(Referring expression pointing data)
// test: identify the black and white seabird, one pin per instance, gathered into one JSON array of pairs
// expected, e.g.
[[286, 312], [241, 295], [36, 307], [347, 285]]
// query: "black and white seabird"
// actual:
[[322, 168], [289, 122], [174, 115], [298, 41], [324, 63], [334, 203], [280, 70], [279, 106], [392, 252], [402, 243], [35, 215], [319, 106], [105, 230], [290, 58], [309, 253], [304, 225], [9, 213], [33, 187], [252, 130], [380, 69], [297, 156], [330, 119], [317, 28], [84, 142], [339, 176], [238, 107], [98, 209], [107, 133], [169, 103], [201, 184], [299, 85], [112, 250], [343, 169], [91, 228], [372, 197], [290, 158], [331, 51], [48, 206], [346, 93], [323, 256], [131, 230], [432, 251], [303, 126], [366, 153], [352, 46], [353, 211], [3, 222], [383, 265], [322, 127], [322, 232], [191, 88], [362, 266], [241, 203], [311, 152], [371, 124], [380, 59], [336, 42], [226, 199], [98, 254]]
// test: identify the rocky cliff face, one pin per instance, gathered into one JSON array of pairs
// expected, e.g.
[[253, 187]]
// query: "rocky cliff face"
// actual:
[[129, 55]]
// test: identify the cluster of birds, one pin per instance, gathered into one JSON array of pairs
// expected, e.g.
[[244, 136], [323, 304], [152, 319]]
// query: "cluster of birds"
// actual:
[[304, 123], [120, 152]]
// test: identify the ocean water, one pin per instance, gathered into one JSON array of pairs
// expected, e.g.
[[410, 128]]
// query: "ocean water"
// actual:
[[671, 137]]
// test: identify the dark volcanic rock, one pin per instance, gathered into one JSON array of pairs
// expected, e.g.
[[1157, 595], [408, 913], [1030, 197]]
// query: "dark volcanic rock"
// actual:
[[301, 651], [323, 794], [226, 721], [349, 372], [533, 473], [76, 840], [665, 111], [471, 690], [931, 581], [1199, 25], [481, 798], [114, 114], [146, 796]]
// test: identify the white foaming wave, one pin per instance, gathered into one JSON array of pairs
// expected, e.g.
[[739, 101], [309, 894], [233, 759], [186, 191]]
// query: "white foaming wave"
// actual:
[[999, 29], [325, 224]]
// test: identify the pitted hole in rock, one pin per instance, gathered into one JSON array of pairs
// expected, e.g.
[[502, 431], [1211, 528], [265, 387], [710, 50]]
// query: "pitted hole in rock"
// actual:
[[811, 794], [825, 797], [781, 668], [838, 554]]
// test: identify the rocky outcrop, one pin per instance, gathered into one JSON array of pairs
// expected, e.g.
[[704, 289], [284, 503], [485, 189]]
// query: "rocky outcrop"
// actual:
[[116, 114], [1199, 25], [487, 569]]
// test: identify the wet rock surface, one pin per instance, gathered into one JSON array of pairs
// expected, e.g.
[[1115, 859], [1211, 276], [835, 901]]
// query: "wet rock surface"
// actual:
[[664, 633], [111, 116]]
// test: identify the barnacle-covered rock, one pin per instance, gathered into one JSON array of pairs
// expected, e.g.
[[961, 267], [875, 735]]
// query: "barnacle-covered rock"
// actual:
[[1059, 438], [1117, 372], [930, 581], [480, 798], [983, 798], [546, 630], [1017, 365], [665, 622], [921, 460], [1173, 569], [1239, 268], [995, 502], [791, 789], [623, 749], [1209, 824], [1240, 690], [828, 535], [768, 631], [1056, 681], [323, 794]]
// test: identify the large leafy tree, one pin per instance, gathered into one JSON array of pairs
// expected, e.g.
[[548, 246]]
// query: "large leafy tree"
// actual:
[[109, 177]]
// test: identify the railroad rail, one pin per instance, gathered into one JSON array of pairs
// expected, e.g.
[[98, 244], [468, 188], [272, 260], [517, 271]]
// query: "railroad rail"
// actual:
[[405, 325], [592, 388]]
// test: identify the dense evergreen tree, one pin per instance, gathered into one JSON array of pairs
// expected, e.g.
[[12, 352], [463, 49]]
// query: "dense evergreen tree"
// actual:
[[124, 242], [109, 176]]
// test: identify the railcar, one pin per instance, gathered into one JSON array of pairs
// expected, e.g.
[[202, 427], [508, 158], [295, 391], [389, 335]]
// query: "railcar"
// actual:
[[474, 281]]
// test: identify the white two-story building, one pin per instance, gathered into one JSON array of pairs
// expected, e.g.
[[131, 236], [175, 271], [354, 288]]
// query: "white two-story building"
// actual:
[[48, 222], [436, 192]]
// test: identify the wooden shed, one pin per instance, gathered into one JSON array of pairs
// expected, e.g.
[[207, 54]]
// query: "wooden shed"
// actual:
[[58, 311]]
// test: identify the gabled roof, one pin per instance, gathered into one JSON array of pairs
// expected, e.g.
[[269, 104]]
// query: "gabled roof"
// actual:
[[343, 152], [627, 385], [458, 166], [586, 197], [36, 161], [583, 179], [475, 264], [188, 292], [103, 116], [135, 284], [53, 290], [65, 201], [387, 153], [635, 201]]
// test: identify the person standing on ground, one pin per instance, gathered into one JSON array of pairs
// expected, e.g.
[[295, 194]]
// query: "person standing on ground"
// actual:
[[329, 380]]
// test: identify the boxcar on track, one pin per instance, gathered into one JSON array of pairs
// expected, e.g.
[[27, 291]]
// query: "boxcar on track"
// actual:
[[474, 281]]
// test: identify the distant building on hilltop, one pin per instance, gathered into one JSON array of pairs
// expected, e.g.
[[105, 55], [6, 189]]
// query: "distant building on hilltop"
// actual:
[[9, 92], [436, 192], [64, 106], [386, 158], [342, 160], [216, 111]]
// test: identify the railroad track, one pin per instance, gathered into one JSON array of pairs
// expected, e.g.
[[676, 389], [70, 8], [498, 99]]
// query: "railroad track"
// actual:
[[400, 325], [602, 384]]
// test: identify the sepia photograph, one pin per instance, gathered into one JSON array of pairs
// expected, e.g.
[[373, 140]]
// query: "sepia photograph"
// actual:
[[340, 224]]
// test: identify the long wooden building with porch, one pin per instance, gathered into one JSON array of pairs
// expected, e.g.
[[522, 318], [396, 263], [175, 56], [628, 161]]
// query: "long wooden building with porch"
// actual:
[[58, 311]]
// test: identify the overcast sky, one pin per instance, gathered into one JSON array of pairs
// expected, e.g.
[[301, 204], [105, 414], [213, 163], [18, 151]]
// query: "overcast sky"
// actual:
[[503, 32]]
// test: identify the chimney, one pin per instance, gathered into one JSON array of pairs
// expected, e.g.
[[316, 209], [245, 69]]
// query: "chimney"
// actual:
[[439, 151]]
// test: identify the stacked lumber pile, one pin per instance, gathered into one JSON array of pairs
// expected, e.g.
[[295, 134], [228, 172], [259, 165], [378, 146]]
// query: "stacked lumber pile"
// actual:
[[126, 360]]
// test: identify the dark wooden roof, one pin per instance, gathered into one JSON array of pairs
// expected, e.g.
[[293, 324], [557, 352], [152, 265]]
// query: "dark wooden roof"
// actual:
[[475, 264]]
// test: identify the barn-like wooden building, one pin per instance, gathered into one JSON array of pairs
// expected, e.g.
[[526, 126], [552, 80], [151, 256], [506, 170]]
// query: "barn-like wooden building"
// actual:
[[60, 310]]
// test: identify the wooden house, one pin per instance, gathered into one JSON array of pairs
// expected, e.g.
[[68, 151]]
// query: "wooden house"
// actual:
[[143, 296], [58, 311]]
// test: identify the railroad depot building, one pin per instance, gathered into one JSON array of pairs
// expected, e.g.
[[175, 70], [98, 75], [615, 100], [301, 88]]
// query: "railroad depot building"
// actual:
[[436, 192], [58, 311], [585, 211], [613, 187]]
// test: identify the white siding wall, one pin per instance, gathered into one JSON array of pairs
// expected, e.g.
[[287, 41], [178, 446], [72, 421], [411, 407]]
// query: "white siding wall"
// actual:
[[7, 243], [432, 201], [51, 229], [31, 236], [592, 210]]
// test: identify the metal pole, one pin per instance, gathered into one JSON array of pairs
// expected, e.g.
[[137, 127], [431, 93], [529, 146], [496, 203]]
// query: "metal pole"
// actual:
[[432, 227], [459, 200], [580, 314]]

What you will do =
For each line above that holds the string "hilltop", provide a copy of that line.

Finished exercise =
// test: identify the distant building on hilltop, one pin per instance, gathered into one JSON array of pairs
// query: "distant building on hilltop"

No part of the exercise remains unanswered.